> [Task description] Rewrite the stretch of items from the line containing "Category: wrinkled forehead" through the line containing "(361, 1070)", with both of those lines included and every request kept. Add -49 to each coordinate in the answers, and give only those lines.

Object position labeling items:
/---
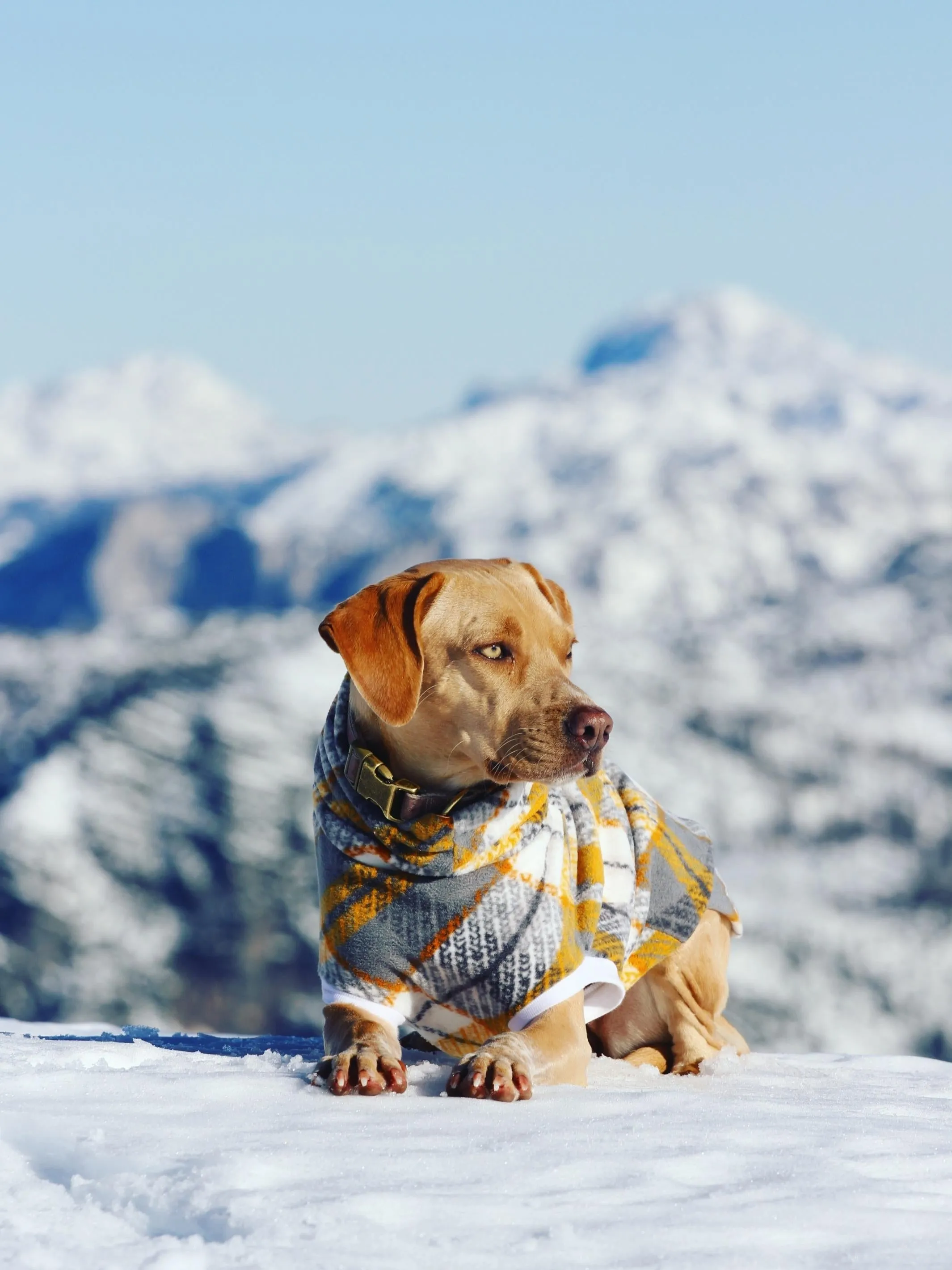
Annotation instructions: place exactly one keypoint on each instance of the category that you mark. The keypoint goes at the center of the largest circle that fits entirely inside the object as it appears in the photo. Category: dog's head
(463, 673)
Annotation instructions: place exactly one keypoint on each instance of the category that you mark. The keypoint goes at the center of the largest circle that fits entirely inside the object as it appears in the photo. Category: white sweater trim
(597, 977)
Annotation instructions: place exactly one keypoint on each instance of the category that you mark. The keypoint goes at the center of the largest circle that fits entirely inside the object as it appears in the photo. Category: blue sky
(360, 210)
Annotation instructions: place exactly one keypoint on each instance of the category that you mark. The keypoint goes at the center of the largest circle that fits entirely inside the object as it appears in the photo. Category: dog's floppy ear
(377, 633)
(554, 593)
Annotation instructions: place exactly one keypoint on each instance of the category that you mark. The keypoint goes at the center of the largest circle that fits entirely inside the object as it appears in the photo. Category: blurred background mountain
(754, 526)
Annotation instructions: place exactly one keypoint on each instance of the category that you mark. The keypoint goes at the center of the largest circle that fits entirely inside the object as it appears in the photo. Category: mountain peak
(721, 326)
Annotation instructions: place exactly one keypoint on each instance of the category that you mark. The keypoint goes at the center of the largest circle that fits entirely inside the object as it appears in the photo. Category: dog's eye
(494, 652)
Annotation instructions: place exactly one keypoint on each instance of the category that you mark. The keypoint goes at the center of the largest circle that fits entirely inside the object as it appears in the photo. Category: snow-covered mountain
(754, 524)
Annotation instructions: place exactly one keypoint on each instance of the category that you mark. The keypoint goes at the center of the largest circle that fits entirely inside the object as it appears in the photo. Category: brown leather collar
(396, 799)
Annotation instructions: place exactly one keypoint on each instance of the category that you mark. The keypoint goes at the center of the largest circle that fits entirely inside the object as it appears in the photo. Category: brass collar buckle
(376, 783)
(398, 800)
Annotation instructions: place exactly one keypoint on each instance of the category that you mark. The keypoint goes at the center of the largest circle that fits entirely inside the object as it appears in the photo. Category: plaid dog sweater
(475, 923)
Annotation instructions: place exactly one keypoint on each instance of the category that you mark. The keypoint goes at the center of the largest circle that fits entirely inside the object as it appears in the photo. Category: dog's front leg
(362, 1053)
(551, 1051)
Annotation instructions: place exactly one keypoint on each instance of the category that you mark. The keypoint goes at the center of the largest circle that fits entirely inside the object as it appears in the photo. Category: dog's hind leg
(691, 991)
(676, 1012)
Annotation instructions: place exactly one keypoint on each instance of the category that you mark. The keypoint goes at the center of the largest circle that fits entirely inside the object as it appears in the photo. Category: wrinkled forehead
(493, 604)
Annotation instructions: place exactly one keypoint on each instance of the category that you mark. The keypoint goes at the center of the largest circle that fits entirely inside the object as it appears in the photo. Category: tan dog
(461, 675)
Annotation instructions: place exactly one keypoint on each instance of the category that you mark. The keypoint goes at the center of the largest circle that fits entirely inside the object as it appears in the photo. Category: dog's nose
(590, 727)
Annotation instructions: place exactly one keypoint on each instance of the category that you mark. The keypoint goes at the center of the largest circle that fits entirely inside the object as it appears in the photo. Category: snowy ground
(126, 1155)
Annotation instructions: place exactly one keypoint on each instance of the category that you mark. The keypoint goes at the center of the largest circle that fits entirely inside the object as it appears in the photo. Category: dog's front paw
(501, 1070)
(361, 1070)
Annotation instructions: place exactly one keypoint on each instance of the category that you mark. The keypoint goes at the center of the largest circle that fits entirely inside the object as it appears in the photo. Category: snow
(753, 524)
(149, 422)
(117, 1155)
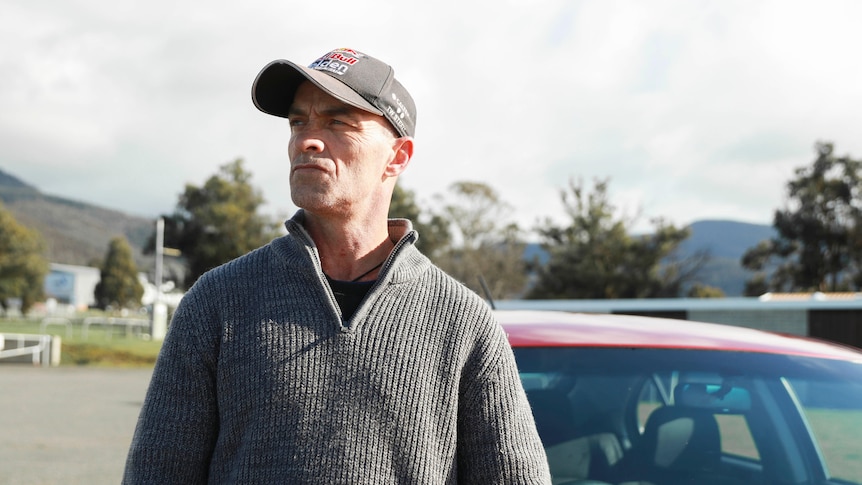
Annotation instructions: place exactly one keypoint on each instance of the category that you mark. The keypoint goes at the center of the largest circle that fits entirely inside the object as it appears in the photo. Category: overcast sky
(692, 109)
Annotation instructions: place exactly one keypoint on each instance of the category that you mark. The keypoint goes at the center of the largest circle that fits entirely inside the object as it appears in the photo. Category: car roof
(528, 328)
\---
> [Final result]
Annotation instructions: place exactly one keypoint on each instance of the category that you mark. The keypoint goes at the center of the largest circle that fits entirely inside the object as it appears in the photo. Category: wrinkled forehead
(444, 555)
Annotation instructions: place exactly one keypoint on each instance of the category that you mark. The keypoint goes at the center of the largest circle that fits entirely inside the object as it appears in the photo. Category: tan dog
(412, 626)
Annotation instructions: place exactly one keypoint on each instance of the category that you mark. The keypoint goes at the center of the largest circle that fits entirely inside the object as it appears in the photo. Category: dog's nose
(541, 678)
Annotation instructions: place exactly one keypoint on each instance of the category that you mark. The keypoint goes at the center of the largest circle that fits entirely inside the object as it appears in the photo. Category: snowy ground
(77, 1106)
Annotation instructions: place exactly one keypoint on each instance of the category that you mark. The keypoint goes at the center of the largest circle that fits entirely inside the object as it appears in the photo. Category: dog's front paw
(452, 1021)
(312, 1021)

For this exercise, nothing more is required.